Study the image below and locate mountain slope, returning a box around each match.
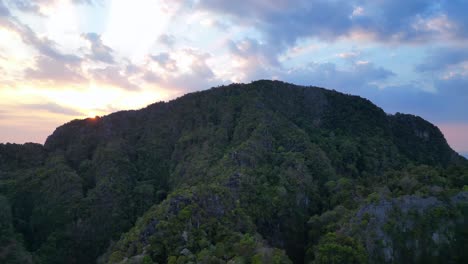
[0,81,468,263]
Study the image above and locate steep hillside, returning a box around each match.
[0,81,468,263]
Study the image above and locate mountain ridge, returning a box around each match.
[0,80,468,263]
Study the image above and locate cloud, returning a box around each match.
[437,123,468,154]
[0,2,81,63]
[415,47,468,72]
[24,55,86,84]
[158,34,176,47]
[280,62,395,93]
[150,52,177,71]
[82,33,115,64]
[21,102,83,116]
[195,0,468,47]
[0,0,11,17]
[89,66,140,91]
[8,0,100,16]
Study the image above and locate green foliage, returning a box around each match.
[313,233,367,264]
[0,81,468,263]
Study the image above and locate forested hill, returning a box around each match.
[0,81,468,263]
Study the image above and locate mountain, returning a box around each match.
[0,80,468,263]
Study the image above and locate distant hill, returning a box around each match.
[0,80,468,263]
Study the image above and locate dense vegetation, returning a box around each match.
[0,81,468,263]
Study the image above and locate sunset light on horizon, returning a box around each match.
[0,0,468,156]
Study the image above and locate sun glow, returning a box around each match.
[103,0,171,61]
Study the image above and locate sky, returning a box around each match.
* * *
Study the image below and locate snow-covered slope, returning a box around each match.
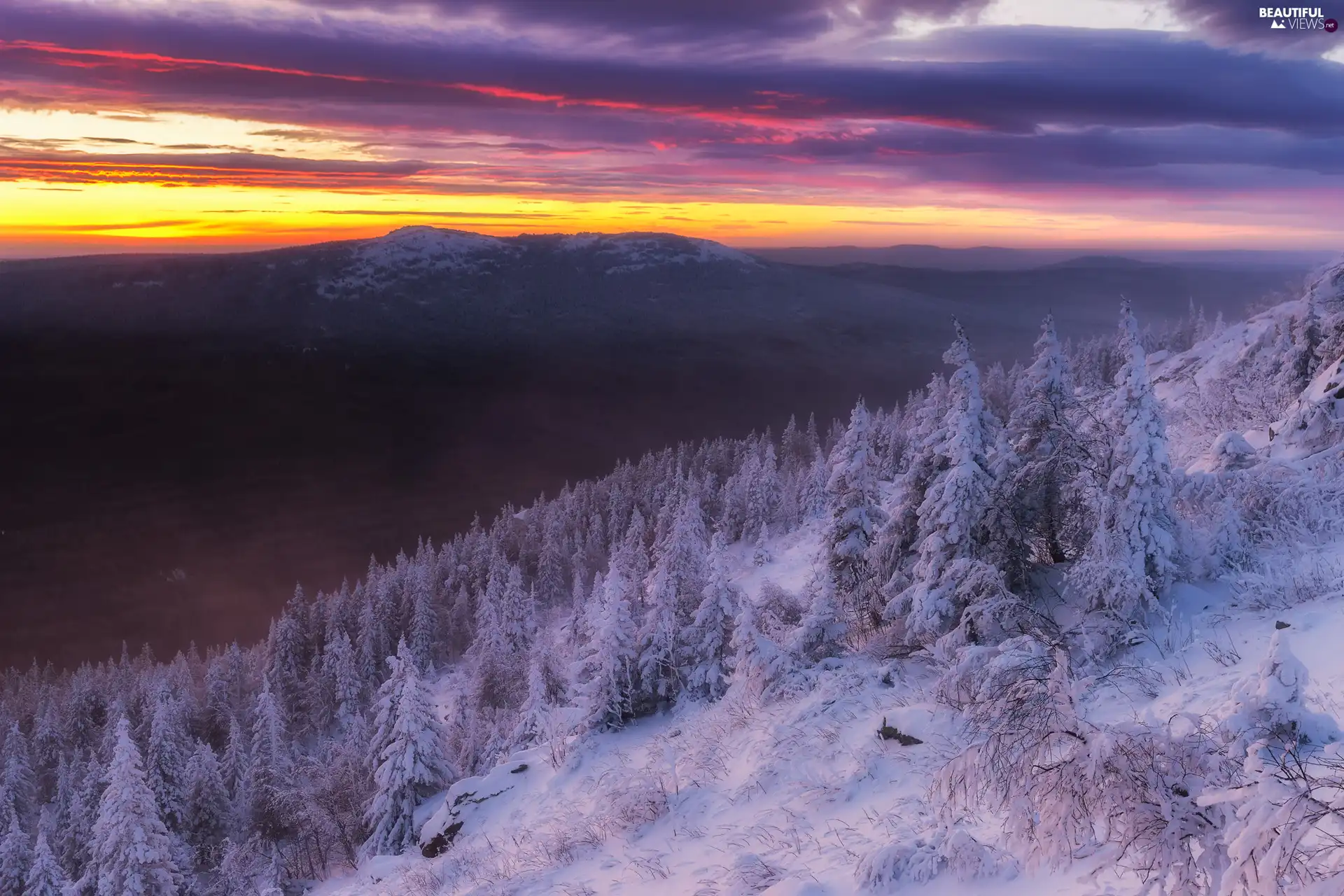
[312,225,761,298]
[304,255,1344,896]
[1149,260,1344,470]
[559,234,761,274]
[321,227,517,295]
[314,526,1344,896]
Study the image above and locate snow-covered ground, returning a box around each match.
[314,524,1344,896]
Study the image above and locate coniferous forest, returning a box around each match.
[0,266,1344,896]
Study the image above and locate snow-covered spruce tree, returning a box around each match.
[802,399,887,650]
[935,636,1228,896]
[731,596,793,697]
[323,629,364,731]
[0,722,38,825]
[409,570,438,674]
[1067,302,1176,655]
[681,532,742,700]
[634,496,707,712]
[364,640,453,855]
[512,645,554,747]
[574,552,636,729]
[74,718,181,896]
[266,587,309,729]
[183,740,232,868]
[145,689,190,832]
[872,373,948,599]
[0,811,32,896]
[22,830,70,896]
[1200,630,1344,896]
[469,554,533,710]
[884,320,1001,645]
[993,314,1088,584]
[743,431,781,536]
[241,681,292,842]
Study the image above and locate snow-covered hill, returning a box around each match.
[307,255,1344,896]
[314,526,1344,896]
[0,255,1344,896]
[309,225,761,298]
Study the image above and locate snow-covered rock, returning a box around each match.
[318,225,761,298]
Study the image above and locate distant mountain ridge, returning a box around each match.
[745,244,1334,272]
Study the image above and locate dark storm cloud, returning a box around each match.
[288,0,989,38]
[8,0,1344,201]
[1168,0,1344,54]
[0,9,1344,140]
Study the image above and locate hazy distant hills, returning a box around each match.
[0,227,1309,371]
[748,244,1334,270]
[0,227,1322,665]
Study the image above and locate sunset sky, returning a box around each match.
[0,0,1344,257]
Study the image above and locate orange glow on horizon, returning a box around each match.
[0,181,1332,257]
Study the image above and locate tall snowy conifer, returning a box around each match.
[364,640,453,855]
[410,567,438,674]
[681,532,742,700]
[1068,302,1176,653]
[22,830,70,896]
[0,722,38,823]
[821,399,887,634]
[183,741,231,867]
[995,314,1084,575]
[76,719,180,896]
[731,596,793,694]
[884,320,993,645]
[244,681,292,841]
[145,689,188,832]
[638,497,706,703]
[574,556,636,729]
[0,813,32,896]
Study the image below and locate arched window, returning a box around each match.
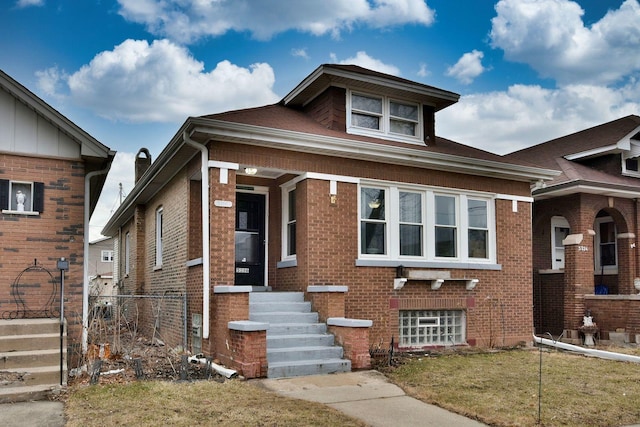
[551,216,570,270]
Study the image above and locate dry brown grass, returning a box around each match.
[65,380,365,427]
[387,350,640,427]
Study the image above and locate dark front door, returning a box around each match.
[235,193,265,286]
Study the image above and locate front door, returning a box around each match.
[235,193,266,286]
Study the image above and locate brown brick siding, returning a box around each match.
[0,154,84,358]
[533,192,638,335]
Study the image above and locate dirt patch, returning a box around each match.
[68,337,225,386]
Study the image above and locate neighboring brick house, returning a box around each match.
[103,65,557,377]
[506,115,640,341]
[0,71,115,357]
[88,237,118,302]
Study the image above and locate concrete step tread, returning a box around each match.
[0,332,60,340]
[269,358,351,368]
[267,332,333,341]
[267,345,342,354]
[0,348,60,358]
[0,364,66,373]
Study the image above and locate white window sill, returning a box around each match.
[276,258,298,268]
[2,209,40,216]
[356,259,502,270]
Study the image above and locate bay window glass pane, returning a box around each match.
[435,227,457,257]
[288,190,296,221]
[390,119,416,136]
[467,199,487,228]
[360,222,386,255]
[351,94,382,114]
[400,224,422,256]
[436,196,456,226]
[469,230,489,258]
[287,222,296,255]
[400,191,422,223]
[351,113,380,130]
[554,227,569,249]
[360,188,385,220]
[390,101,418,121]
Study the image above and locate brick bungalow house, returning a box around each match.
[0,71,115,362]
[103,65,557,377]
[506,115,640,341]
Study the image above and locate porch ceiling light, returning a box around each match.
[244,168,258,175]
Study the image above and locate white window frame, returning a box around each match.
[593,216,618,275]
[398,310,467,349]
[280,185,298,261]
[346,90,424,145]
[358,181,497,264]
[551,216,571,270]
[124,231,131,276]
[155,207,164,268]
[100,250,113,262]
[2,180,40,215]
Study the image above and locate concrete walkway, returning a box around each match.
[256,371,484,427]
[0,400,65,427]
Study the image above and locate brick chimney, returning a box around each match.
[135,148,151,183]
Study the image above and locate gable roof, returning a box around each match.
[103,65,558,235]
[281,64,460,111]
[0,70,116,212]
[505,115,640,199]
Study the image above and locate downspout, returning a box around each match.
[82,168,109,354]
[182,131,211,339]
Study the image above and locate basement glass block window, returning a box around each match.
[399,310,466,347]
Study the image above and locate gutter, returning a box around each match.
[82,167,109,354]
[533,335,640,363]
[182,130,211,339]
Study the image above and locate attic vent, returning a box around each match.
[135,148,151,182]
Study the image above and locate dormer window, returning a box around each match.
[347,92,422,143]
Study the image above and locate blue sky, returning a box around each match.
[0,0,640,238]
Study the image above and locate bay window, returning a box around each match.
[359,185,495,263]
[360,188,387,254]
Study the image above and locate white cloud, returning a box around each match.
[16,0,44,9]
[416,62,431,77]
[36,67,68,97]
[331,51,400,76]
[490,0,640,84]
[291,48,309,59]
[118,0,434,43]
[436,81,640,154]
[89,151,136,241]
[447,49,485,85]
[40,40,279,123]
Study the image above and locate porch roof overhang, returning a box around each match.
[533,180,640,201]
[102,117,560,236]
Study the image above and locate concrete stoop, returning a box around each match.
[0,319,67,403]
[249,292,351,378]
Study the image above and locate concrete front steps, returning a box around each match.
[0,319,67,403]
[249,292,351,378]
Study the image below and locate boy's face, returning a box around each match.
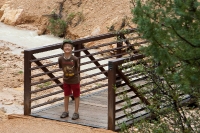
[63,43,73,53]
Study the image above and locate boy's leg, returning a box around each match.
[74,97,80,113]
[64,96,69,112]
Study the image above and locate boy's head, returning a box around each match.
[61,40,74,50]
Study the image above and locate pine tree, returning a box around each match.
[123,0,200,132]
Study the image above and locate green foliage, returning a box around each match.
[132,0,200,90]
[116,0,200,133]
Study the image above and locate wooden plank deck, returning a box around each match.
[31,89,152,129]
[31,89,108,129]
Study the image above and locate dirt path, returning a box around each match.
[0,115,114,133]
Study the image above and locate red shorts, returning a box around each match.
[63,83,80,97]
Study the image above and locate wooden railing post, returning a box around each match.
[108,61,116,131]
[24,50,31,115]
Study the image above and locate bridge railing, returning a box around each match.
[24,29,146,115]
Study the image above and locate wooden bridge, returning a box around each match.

## Set task
Copy the data below word for word, starting at the line containing "Study the image above and locate gable" and ending at the line containing "[40,40,279,123]", both lines included.

## Output of the exercise
Study the image above and locate gable roof, returning a box around each match.
[103,65,558,235]
[281,64,460,111]
[0,70,116,212]
[505,115,640,199]
Study the image above and locate downspout, returning a box around each match.
[82,168,109,354]
[182,131,211,339]
Study the image above and locate basement glass block window, returning a box around each match.
[399,310,466,347]
Study the image above and locate gutter, returning a box around each match.
[82,167,109,354]
[533,335,640,363]
[182,130,211,339]
Study the image above and locate attic vent, returning a box around each match.
[135,148,151,182]
Study the image above and locate dormer window, returning a box around each match.
[347,92,422,143]
Study the image above and locate blue sky, returning a box around each match.
[0,0,640,238]
Study the image above and locate bay window, returning a box around each match.
[359,185,495,263]
[360,188,387,254]
Study the image above and locate white cloud, returning a box around each match.
[16,0,44,9]
[416,62,431,77]
[36,67,68,97]
[331,51,400,76]
[490,0,640,84]
[291,48,309,59]
[118,0,434,43]
[436,81,640,154]
[89,151,136,241]
[447,49,485,85]
[40,40,279,123]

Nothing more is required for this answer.